Top of MATERIALS PROVIDED

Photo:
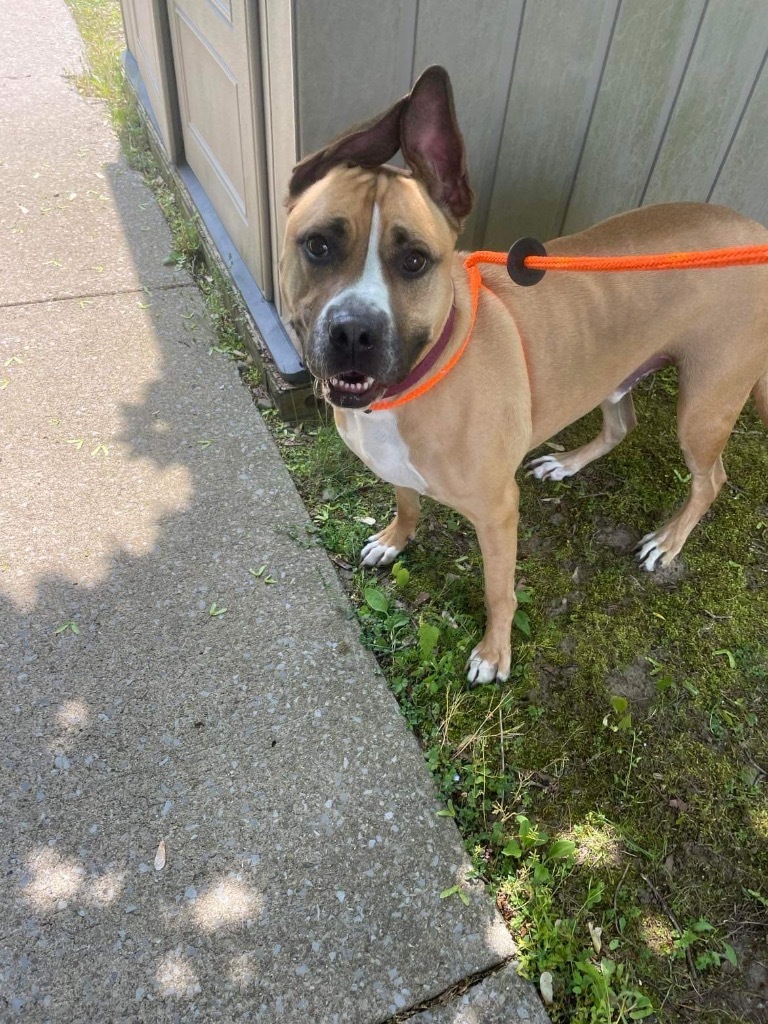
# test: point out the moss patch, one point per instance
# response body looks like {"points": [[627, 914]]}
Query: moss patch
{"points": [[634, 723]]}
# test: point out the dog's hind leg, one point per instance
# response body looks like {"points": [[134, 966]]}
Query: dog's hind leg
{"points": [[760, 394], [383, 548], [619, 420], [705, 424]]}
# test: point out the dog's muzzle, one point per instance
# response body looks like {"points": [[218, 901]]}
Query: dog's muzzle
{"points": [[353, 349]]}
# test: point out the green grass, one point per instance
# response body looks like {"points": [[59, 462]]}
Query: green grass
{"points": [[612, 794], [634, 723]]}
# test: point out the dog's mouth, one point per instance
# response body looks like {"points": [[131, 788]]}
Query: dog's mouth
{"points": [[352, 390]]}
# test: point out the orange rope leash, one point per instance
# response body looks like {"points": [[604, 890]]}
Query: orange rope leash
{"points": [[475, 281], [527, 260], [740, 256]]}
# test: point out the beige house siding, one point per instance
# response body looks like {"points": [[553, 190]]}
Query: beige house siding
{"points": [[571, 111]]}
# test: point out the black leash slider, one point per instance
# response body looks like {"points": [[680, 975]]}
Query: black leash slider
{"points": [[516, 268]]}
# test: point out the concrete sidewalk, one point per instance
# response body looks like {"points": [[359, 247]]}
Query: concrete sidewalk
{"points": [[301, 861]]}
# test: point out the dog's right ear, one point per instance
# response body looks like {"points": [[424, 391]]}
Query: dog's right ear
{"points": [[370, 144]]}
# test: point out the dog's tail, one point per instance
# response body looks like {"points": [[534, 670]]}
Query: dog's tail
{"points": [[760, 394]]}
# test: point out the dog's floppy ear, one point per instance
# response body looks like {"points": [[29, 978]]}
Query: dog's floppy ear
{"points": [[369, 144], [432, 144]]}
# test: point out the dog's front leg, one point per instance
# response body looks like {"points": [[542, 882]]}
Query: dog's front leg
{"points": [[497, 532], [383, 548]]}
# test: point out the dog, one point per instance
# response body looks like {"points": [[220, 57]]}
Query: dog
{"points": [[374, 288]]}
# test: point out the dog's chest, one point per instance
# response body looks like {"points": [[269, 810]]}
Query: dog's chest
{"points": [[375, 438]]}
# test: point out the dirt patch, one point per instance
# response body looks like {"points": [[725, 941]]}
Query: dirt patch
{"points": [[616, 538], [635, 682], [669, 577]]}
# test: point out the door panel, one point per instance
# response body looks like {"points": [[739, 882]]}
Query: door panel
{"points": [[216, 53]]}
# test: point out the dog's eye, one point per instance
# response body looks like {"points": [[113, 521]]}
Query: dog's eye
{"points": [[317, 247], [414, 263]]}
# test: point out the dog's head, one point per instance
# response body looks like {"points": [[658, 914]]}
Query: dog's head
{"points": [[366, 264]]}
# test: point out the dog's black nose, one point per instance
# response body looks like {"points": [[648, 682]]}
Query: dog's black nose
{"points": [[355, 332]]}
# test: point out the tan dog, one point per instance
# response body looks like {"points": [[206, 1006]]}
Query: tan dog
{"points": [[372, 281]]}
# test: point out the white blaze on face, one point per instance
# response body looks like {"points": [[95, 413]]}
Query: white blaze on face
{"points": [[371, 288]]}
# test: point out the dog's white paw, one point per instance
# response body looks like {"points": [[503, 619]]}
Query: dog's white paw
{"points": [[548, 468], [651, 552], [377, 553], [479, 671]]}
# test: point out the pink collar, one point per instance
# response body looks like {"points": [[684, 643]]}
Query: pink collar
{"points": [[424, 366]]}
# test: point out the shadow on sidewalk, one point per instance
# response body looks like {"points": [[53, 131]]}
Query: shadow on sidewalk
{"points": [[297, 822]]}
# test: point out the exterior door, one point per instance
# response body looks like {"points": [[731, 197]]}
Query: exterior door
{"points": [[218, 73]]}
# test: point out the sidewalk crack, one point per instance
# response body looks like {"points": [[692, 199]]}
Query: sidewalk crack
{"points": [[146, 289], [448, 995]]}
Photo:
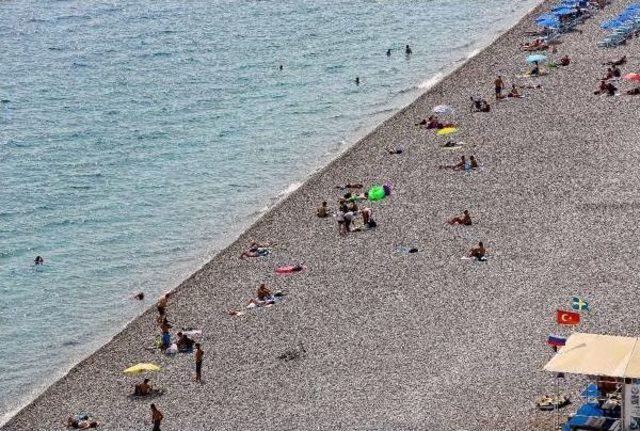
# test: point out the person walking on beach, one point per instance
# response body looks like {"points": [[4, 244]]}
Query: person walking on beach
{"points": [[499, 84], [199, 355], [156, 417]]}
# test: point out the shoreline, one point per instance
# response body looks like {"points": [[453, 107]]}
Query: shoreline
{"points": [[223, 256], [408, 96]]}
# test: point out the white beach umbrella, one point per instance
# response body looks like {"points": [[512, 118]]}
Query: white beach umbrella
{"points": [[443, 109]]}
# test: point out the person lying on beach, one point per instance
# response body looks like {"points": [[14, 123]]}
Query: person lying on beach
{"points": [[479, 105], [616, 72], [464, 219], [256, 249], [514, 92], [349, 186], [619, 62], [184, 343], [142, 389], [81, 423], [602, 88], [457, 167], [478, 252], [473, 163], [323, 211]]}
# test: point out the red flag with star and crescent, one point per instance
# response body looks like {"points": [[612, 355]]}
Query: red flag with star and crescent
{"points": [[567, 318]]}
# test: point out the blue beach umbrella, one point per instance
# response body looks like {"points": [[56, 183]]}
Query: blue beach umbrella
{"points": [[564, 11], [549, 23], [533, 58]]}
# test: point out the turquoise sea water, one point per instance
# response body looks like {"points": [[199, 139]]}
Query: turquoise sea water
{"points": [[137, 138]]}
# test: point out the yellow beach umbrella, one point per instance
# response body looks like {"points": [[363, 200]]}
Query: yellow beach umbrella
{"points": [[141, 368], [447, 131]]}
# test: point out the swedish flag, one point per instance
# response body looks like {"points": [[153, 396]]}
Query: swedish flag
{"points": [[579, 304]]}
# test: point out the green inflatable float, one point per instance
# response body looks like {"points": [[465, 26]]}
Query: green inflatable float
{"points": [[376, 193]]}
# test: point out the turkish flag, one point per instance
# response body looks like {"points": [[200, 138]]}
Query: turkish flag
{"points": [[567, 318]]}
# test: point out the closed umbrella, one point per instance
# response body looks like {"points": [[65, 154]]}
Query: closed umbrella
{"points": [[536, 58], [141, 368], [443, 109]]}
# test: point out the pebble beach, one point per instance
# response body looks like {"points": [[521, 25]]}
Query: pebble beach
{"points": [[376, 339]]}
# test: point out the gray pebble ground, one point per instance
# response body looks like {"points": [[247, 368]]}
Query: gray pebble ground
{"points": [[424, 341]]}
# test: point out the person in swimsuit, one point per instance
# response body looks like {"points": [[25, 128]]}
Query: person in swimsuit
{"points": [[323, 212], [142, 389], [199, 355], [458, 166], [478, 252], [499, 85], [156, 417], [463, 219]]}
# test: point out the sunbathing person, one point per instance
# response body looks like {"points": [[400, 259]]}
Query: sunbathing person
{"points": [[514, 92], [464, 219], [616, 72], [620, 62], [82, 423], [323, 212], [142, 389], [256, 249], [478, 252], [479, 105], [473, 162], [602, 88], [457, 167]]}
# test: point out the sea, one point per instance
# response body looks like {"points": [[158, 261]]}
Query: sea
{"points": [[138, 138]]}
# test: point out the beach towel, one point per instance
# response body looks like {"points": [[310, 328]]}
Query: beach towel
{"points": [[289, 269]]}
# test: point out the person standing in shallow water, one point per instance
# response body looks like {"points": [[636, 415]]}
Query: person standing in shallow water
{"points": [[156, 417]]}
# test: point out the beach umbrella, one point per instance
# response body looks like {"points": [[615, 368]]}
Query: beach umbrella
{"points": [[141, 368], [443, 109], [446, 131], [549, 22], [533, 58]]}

Bottom of MATERIALS PROVIDED

• TASK INSTRUCTIONS:
Transcribe the whole listing exactly. Pictures stay out of your copy.

• ANSWER TO THE EXERCISE:
Photo:
# test: point out the moss patch, one point per instance
# response body looks like {"points": [[627, 914]]}
Query: moss patch
{"points": [[634, 723]]}
# test: point out the dog's hind leg, one point per instance
# response body looks like {"points": [[134, 966]]}
Query: dog's hind leg
{"points": [[760, 394], [383, 548], [619, 420], [705, 424]]}
# test: point out the dog's muzzle, one point per instance
# response body looks like {"points": [[218, 901]]}
Query: dog's muzzle
{"points": [[353, 349]]}
# test: point out the green grass, one point per instance
# response body looks like {"points": [[59, 462]]}
Query: green grass
{"points": [[612, 794], [634, 723]]}
# test: point out the dog's mouth, one point per instance
# response body looks like {"points": [[131, 788]]}
Query: dog's mouth
{"points": [[352, 390]]}
# test: point out the orange rope leash, one point per instance
# response body looks like {"points": [[604, 890]]}
Query: orange rope leash
{"points": [[475, 281], [527, 260], [740, 256]]}
# test: point out the beige house siding, one point per instance
# response body looks like {"points": [[553, 190]]}
Query: beige house siding
{"points": [[571, 111]]}
# test: point out the black leash slider, one point per instance
# response body looks like {"points": [[680, 975]]}
Query: black leash slider
{"points": [[516, 268]]}
# test: point out the concrete sidewalk, one point per instance
# response body looks like {"points": [[359, 247]]}
Query: concrete sidewalk
{"points": [[301, 861]]}
# test: point out the dog's right ear, one point per instance
# response body looks like {"points": [[424, 391]]}
Query: dog's right ear
{"points": [[370, 144]]}
# test: point out the dog's tail, one point per instance
# response body looks like {"points": [[534, 670]]}
Query: dog's tail
{"points": [[760, 394]]}
# test: point out the dog's floppy ear, one point per instance
# response body looks like {"points": [[29, 978]]}
Query: dog's floppy ear
{"points": [[369, 144], [432, 144]]}
# test: point out the dog's front leg, one point per instance
# response body looks like {"points": [[542, 882]]}
Query: dog's front leg
{"points": [[497, 532], [383, 548]]}
# test: point out the dog, one point per instance
# response body looks like {"points": [[220, 57]]}
Query: dog
{"points": [[374, 288]]}
# test: point out the dog's chest, one point per instance
# response body looks like {"points": [[269, 810]]}
Query: dog's chest
{"points": [[375, 438]]}
# test: point out the dirt patch, one point per instance
# response body looks like {"points": [[725, 941]]}
Query: dirt patch
{"points": [[616, 538], [635, 682], [669, 577]]}
# test: point out the door panel, one point per instance
# response body looks like {"points": [[739, 882]]}
Query: door panel
{"points": [[216, 53]]}
# test: point out the dog's eye, one point per instance
# response body looks like {"points": [[113, 521]]}
Query: dog's eye
{"points": [[317, 247], [414, 263]]}
# test: point out the dog's head, one point per instance
# response body looks like {"points": [[658, 914]]}
Query: dog's head
{"points": [[366, 264]]}
# test: point out the dog's black nose, one point per instance
# response body looks like {"points": [[648, 682]]}
Query: dog's black nose
{"points": [[355, 332]]}
# test: point out the tan dog, one point per instance
# response body looks like {"points": [[206, 1006]]}
Query: tan dog
{"points": [[372, 281]]}
# test: point out the white blaze on face, one point per instance
# response body looks like {"points": [[95, 413]]}
Query: white blaze on face
{"points": [[371, 288]]}
# test: point out the dog's white paw, one point per instance
# response body looks like {"points": [[503, 619]]}
Query: dog's white paw
{"points": [[548, 468], [651, 552], [377, 553], [479, 671]]}
# test: point out the pink collar, one point per instance
# response body looks like {"points": [[684, 643]]}
Query: pink collar
{"points": [[424, 366]]}
# test: point out the shadow on sidewalk, one point per instance
# response body looks like {"points": [[53, 131]]}
Query: shadow on sidewalk
{"points": [[297, 822]]}
# test: point out the exterior door, one point per instance
# response body looks like {"points": [[731, 197]]}
Query: exterior door
{"points": [[218, 73]]}
# test: point out the sidewalk crack, one point per instance
# response body looks like {"points": [[692, 199]]}
Query: sidewalk crack
{"points": [[146, 289], [448, 995]]}
Photo:
# test: point out the person walking on beach, one point per instance
# response body looks like {"points": [[4, 244]]}
Query: person walking on beach
{"points": [[499, 84], [199, 355], [156, 417]]}
# test: point out the shoreline, one point per instance
# response body looks like {"points": [[453, 107]]}
Query: shoreline
{"points": [[223, 256], [408, 96]]}
# test: point out the white beach umbrella, one point per instance
# response body looks like {"points": [[512, 118]]}
Query: white beach umbrella
{"points": [[443, 109]]}
# test: point out the person lying on beach, one point per instance
# response body looks like {"points": [[14, 123]]}
Query: person lying on beach
{"points": [[479, 105], [616, 72], [464, 219], [256, 249], [514, 92], [349, 186], [619, 62], [184, 343], [142, 389], [81, 423], [602, 88], [457, 167], [478, 252], [473, 163], [323, 211]]}
# test: point out the red flag with star and crescent, one point per instance
# response body looks like {"points": [[612, 355]]}
Query: red flag with star and crescent
{"points": [[567, 318]]}
# test: point out the blue beach umbrella, one point per instance
# response body looks like {"points": [[56, 183]]}
Query: blue beach umbrella
{"points": [[564, 11], [549, 23], [533, 58]]}
# test: point out the turquoise sea water, one point per instance
# response body looks like {"points": [[199, 139]]}
Query: turquoise sea water
{"points": [[137, 138]]}
# test: point out the yellow beach umbrella, one point per instance
# response body looks like {"points": [[363, 200]]}
Query: yellow beach umbrella
{"points": [[141, 368], [447, 131]]}
# test: point out the swedish flag, one point per instance
# response body looks like {"points": [[153, 396]]}
Query: swedish flag
{"points": [[579, 304]]}
# test: point out the green inflatable float, one point per instance
# response body looks like {"points": [[465, 26]]}
Query: green inflatable float
{"points": [[376, 193]]}
# test: point out the turkish flag, one point per instance
# response body looks like {"points": [[200, 138]]}
Query: turkish flag
{"points": [[567, 318]]}
# test: point out the closed umbrella, one point per instance
# response body looks like {"points": [[65, 154]]}
Query: closed umbrella
{"points": [[536, 58], [141, 368], [443, 109]]}
# test: point out the pebble beach, one point per instance
# response body looks like {"points": [[521, 25]]}
Query: pebble beach
{"points": [[376, 339]]}
# test: point out the gray pebble ground, one point per instance
# response body looks like {"points": [[247, 368]]}
Query: gray pebble ground
{"points": [[424, 341]]}
# test: point out the person in swimsuit, one point per instance
# response body looks like {"points": [[25, 128]]}
Query: person in swimsuit
{"points": [[323, 212], [142, 389], [199, 355], [458, 166], [478, 252], [499, 85], [156, 417], [463, 219]]}
# test: point out the sunbathing person, one point per instance
# response body looks like {"points": [[400, 259]]}
Query: sunbathing person
{"points": [[514, 92], [464, 219], [616, 72], [620, 62], [82, 423], [323, 212], [142, 389], [256, 249], [478, 252], [479, 105], [473, 162], [602, 88], [457, 167]]}
# test: point out the sea, one point per instance
# response body looks like {"points": [[158, 261]]}
Query: sea
{"points": [[138, 138]]}
# test: point out the beach towel, one point per instance
# response body looks like {"points": [[310, 328]]}
Query: beach towel
{"points": [[289, 269]]}
# test: point out the person standing in shallow water, one point per instance
# response body looks like {"points": [[636, 415]]}
Query: person standing in shallow water
{"points": [[156, 417]]}
# test: point out the beach umbrella, one point per instance
# response body looks like {"points": [[615, 368]]}
Query: beach umbrella
{"points": [[141, 368], [443, 109], [446, 131], [549, 22], [533, 58]]}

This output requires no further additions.